REQUIREMENT: Output exactly the lines between the line that contains "Where can you see the red plastic" and the last line of the material, counting both.

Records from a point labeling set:
════════════════
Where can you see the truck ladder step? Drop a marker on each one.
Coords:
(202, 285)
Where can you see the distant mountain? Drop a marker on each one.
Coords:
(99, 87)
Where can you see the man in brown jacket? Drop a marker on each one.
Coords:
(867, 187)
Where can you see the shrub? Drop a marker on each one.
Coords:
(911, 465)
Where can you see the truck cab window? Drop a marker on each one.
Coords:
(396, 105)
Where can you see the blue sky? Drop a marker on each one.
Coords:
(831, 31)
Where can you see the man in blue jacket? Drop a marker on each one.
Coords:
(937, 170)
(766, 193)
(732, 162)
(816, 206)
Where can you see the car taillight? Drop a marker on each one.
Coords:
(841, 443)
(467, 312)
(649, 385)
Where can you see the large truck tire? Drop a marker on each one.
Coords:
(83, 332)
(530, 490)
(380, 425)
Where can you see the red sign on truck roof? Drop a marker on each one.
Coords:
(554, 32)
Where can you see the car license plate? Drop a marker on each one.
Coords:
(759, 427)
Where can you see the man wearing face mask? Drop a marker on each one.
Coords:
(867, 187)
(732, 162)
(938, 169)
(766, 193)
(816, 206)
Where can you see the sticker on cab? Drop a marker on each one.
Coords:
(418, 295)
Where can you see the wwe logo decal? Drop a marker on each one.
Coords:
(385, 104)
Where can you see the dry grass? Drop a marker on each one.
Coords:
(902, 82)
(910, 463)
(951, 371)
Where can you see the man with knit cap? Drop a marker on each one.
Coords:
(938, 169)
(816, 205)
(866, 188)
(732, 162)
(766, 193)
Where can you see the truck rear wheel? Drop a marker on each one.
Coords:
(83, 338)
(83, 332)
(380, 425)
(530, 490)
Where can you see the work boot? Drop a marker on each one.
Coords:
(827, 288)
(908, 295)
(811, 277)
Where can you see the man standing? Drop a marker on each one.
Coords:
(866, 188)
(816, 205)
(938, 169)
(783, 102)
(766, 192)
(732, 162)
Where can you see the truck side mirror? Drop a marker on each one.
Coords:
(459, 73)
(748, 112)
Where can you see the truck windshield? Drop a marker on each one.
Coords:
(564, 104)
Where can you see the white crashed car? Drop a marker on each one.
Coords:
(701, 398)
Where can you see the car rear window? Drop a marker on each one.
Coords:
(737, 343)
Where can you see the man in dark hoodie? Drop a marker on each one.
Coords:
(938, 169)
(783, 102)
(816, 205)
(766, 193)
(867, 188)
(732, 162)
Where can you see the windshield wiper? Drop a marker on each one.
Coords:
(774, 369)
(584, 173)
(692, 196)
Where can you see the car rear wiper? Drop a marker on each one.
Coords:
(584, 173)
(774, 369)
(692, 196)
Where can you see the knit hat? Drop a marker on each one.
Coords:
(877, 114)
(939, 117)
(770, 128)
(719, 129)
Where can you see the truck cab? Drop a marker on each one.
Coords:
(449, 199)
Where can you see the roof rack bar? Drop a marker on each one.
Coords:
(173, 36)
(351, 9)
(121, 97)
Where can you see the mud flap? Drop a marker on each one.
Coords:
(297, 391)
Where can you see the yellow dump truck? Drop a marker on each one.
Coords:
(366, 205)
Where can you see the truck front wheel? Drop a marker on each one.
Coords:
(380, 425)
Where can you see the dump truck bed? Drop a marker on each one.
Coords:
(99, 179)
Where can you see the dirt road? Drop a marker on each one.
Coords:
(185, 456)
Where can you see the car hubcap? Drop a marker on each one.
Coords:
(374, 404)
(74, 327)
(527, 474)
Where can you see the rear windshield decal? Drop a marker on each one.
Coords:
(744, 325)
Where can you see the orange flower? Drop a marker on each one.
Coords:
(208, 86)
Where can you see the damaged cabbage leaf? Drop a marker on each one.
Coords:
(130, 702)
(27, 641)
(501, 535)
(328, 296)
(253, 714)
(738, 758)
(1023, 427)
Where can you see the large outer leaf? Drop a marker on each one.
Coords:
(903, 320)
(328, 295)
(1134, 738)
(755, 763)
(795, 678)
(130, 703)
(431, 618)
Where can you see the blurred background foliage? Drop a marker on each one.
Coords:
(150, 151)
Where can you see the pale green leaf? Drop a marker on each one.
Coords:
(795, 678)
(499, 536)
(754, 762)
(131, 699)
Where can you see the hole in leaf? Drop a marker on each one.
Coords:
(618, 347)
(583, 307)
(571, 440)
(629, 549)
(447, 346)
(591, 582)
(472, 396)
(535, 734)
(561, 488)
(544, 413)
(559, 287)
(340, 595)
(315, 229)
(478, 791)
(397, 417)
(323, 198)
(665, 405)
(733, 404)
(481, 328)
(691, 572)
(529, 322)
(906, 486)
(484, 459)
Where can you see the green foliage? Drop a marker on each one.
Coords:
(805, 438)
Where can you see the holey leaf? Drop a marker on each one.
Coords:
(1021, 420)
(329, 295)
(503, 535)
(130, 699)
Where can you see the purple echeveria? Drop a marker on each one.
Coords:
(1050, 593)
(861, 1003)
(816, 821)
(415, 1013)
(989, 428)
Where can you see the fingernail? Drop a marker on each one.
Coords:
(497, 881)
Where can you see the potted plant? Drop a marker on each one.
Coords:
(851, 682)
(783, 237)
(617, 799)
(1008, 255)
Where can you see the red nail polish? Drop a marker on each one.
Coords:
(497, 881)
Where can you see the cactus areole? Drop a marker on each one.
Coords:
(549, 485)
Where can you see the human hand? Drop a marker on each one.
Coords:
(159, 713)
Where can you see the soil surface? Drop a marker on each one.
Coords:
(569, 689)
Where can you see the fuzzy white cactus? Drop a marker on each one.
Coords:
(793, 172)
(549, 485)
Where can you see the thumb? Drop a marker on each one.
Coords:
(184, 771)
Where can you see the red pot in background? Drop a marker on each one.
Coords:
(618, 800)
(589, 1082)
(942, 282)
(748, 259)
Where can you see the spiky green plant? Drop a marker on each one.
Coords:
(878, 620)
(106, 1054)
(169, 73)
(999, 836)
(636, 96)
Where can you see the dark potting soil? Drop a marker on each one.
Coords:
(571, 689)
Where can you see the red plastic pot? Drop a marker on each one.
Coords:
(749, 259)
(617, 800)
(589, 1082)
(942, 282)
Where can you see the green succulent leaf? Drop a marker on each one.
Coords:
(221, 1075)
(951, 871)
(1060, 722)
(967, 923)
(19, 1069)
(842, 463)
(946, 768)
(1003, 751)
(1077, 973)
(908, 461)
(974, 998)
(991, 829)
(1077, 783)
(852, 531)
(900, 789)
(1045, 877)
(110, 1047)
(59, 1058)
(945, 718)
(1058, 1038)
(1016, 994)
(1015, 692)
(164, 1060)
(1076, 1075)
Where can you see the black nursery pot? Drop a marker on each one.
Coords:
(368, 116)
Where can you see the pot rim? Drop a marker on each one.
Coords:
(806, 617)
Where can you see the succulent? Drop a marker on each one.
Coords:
════════════════
ANSWER TO THIS PROBLEM:
Where can you see the red plastic pot? Drop a marker on each one.
Coords:
(749, 259)
(617, 800)
(589, 1082)
(942, 282)
Where can you see the green succulent leaf? Drop a marker on each one.
Coords:
(221, 1075)
(951, 871)
(1060, 722)
(967, 923)
(19, 1069)
(842, 463)
(946, 768)
(1003, 751)
(1077, 973)
(908, 461)
(974, 998)
(991, 829)
(1077, 783)
(852, 531)
(900, 789)
(1045, 877)
(110, 1047)
(59, 1058)
(945, 718)
(1058, 1038)
(1016, 994)
(1015, 692)
(164, 1060)
(1076, 1075)
Where can you see the black nursery pot? Drop a marker on each one.
Coords:
(368, 116)
Where can you see the pot rim? Drop a marker on each one.
Coords:
(806, 617)
Where can you see the succulent? Drop a marker on each one.
Coords:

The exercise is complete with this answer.